Material for this exercise START

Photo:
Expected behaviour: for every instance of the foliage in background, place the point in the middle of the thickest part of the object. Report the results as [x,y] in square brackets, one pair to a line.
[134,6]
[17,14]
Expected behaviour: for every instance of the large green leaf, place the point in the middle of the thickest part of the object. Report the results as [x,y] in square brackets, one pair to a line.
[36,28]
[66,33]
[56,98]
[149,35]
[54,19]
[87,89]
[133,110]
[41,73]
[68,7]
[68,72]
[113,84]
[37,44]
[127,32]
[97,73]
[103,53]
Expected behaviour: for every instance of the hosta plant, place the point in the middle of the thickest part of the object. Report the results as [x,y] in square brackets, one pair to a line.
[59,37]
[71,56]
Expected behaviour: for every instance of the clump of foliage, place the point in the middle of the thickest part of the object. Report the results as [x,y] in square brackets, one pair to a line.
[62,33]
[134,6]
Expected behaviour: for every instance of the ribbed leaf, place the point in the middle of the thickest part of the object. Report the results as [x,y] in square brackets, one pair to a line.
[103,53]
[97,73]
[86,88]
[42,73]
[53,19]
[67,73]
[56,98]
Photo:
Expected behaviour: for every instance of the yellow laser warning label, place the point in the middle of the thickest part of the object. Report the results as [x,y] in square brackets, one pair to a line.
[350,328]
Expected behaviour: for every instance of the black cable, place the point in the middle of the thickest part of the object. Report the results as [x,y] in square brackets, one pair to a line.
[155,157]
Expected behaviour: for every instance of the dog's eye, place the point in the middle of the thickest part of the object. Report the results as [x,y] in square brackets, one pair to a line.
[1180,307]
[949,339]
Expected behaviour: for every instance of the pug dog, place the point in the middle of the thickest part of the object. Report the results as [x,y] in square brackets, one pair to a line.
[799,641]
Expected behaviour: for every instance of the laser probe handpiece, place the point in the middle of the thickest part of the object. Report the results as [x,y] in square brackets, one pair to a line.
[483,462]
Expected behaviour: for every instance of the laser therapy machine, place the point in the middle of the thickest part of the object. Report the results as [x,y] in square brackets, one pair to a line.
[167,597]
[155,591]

Material for this exercise END

## [Exercise goal]
Keep every word the same. Retype all the material.

## [Solved problem]
Photo:
Expected behaviour: for every instance of the foliage in background, place the point in the middle of the thickest part of the object. Report the results as [x,y] in square brackets, one pair to a line.
[134,6]
[17,14]
Expected behaviour: for every instance of the large green leaf, place the point in the middle of the thickest part of the object. Report the results as [x,y] in square brackets, one pair to a line.
[36,28]
[66,33]
[56,98]
[149,35]
[54,19]
[87,89]
[133,110]
[41,73]
[68,7]
[68,72]
[113,84]
[37,44]
[127,32]
[97,73]
[103,53]
Expected behaviour: for every instance of the hosta plant, place the point in the middle of the thickest part of the object. Report the results as [x,y] in square brackets, one pair to a line.
[59,37]
[71,56]
Expected behaviour: for every instance of the clump of foliage, place the point in the middle of the thickest part of the object. Report the results as [x,y] in square brackets, one pair to a line.
[62,33]
[134,6]
Expected behaviour: for every instance of the ribbed leaf, place the point in the middle of the thickest part of the object. Report the results as [x,y] in square brackets, one pair to a line.
[103,53]
[97,73]
[86,88]
[42,73]
[53,19]
[67,73]
[56,98]
Photo:
Expected behaviour: for every instance of the yellow laser warning label, place the point in the middle of the thickest part of the object. Report the results as [x,y] in square brackets, one pair to a line.
[350,328]
Expected behaviour: for every instance of the black cable, place the point in the middle of the thickest part of the object. Report the results as [x,y] in square brackets, one pair to a line.
[155,157]
Expected behaviour: for every instance of the dog's eye, place the point in the middle of the thickest part of the object. Report the results as [x,y] in square brackets, one pair to a line.
[1180,307]
[949,339]
Expected behaviour: for every instance of the pug dog, place the point in the middle of the thickest part of the object. Report the results as [x,y] in square brackets, one pair to a line.
[799,641]
Expected behaviour: for every instance of the laser probe handpiece, place the point in the middle of the thickest part of the object. Report the results as [x,y] in square brackets, one pair to a line.
[483,462]
Expected behaviour: for every instance of the laser therapy machine, place the point in the middle of the thickest part of the object. Report the results as [x,y] in square brackets, one pair to a line.
[167,597]
[155,591]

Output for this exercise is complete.